-------- TEXT PASSAGE

However, it’s not straightforward to evaluate variable binding. Suppose (a/b)/(c/d) is encoded into a vector, what should we do with this vector? We can use this information bottleneck to simplify the fraction into (a*c)/(b*d), but this metric collapses the model’s ability to come up with a logical internal representation by binding, and the model’s ability to solve the logical representation using learned arithmetics. A fairer approach is to query for the numerator(role) of the numerator(role), and see if the model returns a(filler). This process is called unbinding. I did some literature review on this. Surprisingly, the most influential literature set came from the 1990s, when connectionists (most of whom in computer science) and symbolists (most of whom in cognitive science) attempted to imbue distributional representations(like word embeddings) with structural properties(like logical expressions). Here, I discuss the one I find to be the most representative.

In 1990, Paul Smolensky introduced tensor-products for variable binding. The following figures are directly extracted from his paper.

Here, a role is defined as an \mathbb{R}^5 vector, and a filler is defined as an \mathbb{R}^4 vector. The tensor-product of this binding is an \mathbb{R}^{20} matrix, with each element at position \phi, p computed as the products of two scalars, each coming from the corresponding units filler \phi and the role p. This binding is also a rank 2 tensor.

Treating each tensor-product as a filler for higher-level binding operations, we can also bind recursively to construct representations for hierarchical structures—for instance, a complex, nested expression in lambda calculus. One caveat is that the rank of this resultant tensor-product increases — every time we bind a rank H filler with a rank 1 role, the operation returns a rank H + 1 tensor-product.

At any particular level of a hierarchical structure, the conjunction of bindings is computed as the element-wise sum of all bindings.

1) Exact Unbinding Procedure
2) Self-addressing Procedure

Theorem 3.1, 3.2, and 3.3 show two ways to unbind. The underlying assumption is that all role vectors, either designed by hand or learned, are linearly independent. This property allows us to unbind by taking the dot product between the bound tensor-product, and option 1) the dual basis of the query role vector, which returns the exact filler of interest, or option 2) the query role vector itself, which returns the sum of the filler of interest and some noise term.

One undesirable property of this binding mechanism is the tensor-product’s rank explosion when the problem’s structure becomes too nested. To mitigate this, the TP-transformer authors (which includes Smolensky himself) suggested using the Hadamard product as an approximation. With this approximation, binding an \mathbb{R}^5 role vector with an \mathbb{R}^5 filler vector returns an \mathbb{R}^5 representation. We can also arrive at this representation by applying the diagonal function on the full tensor-product representation. To unbind, we take the Hadamard product between the bound \mathbb{R}^5 representation with the \mathbb{R}^5 query role vector itself. 

Besides Smolensky’s tensor-product, other influential works includes Holographic Reduced Representation (Plate, 1994), Spatter Code (Kanerva 1994), and the Braiding operator (Gayler 1998). Across the board, researchers recognized that systems for composing structural representation need to support binding, unbinding, conjunction, and recursive construction/deconstruction. Also, note that the unbinding methods are specific to the respective binding methods. It wouldn’t be fair to evaluate one system’s ability to bind using another system’s unbinding operator.

----------------

LIST OF TASKS |
1 > Could you reproduce the passage on variable binding word for word, everything from "In 1990, Paul" down to "rank 2 tensor."?
2 > What comes next in the passage on variable binding? Write the next part, starting after its final sentence.

-------- DATA EXTRACTS

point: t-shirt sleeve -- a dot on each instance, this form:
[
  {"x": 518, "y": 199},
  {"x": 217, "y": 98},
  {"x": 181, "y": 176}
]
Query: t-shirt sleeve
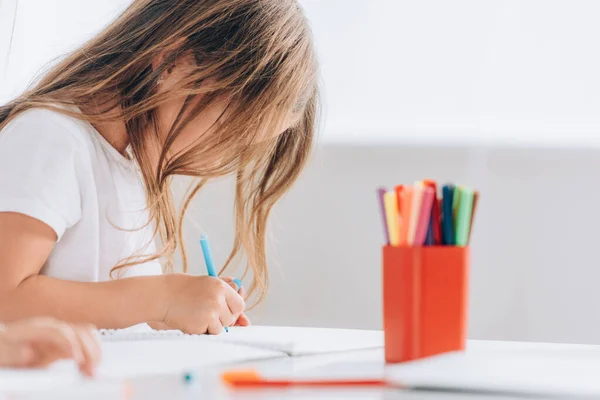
[{"x": 39, "y": 158}]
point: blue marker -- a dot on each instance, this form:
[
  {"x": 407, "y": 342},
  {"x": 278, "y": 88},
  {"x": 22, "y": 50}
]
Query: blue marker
[
  {"x": 447, "y": 215},
  {"x": 238, "y": 283},
  {"x": 208, "y": 260},
  {"x": 210, "y": 264},
  {"x": 188, "y": 377}
]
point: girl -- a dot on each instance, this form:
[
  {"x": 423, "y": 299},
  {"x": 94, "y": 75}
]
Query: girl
[
  {"x": 40, "y": 341},
  {"x": 201, "y": 88}
]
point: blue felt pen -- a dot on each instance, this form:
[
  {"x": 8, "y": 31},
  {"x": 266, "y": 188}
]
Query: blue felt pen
[
  {"x": 208, "y": 260},
  {"x": 447, "y": 214}
]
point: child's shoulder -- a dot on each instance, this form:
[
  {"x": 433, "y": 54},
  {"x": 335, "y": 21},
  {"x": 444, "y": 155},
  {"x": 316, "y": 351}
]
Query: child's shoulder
[{"x": 48, "y": 127}]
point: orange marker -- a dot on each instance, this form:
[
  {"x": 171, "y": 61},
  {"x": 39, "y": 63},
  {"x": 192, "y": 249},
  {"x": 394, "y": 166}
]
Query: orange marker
[
  {"x": 399, "y": 189},
  {"x": 475, "y": 200},
  {"x": 251, "y": 378},
  {"x": 407, "y": 195}
]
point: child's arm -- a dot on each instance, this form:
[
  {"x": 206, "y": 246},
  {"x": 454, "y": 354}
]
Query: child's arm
[{"x": 192, "y": 304}]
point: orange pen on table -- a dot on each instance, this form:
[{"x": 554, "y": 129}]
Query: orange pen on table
[{"x": 251, "y": 378}]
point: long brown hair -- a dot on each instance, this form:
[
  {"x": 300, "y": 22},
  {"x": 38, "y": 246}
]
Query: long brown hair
[{"x": 257, "y": 53}]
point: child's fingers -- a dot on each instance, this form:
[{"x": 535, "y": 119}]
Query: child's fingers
[
  {"x": 15, "y": 355},
  {"x": 54, "y": 340},
  {"x": 215, "y": 326},
  {"x": 243, "y": 320},
  {"x": 90, "y": 348},
  {"x": 236, "y": 284}
]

----------------

ANSWER LIST |
1 >
In 1990, Paul Smolensky introduced tensor-products for variable binding. The following figures are directly extracted from his paper.

Here, a role is defined as an \mathbb{R}^5 vector, and a filler is defined as an \mathbb{R}^4 vector. The tensor-product of this binding is an \mathbb{R}^{20} matrix, with each element at position \phi, p computed as the products of two scalars, each coming from the corresponding units filler \phi and the role p. This binding is also a rank 2 tensor.

2 >
In addition to this set of literature, I also reviewed the following to understand the definition of variable binding:

Variable Binding Tree and Lambda Calculus (Church, 1936): I find the variable binding tree’s formalism to be useful for generating synthetic data of different levels of binding complexity. The number of leaves corresponds to the number of terminal values bound as variables. The height of the tree corresponds to the number of recursive binding operations. The width of the tree at any level corresponds to the number of conjunctions at the level.

On the Binding Problem in Artificial Neural Networks (Greff et al. 2020): I find their characterization of the binding problem as three subproblems: Segregation, Representation, Composition to be insightful. They also provided a good survey of existing methods that attempts to perform binding within the connectionist framework, contrary to modular hybrid approaches, which designate some modules to deal with symbolic information content and others to deal with neural information content.

Measuring Compositionality in Representation Learning (Andreas, 2019): The author proposed a general procedure for measuring any encoding function’s ability to compose by learning an approximation function that has access to the ground-truth structure of a problem. If the encoding function doesn’t encode compositionally, the encoded representation would have no compositional properties, thus impossible for the approximation function to match using ground-truth information. While this procedure makes intuitive sense, I’m skeptical of certain aspects once the procedure is operationalized in the experiments. First, the composition function (*), is assumed to be the addition function for all experiments. There is no explanation for this collapse of conjunction and recursive binding into one single operator. Second, in some experiments, it is unclear in regards to what the encoding function is and what the approximation function is. There are no explanations for this either. These two aspects made the extension of this paper quite challenging.

Week 7 – Mixed Precision Training

TL; DR

In the past two (also last two) curriculum weeks, I have focused on:

  • Manually implementing mixed-precision training on a toy MLP problem. Ran experiments to understand when to expect memory efficiency and speedup.
  • Reviewing literature and drafting for my project proposal on variable binding. I will update here again, once the material is packaged up.

Mixed-Precision Training

The premise of mixed-precision training is that if all data and parameters are 16-bit instead of 32-bit, we cut the size of all tensors in half in GPU memory. Therefore, we can 1) double our batch size, and 2) increase arithmetic bandwidth within GPU and reduce network bandwidth between processes in distributed settings. NVIDIA’s Volta generation GPUs (e.g. V100) have hardware that supports these theoretical premises, and practitioners often observe a 3+X speedup in their experiments.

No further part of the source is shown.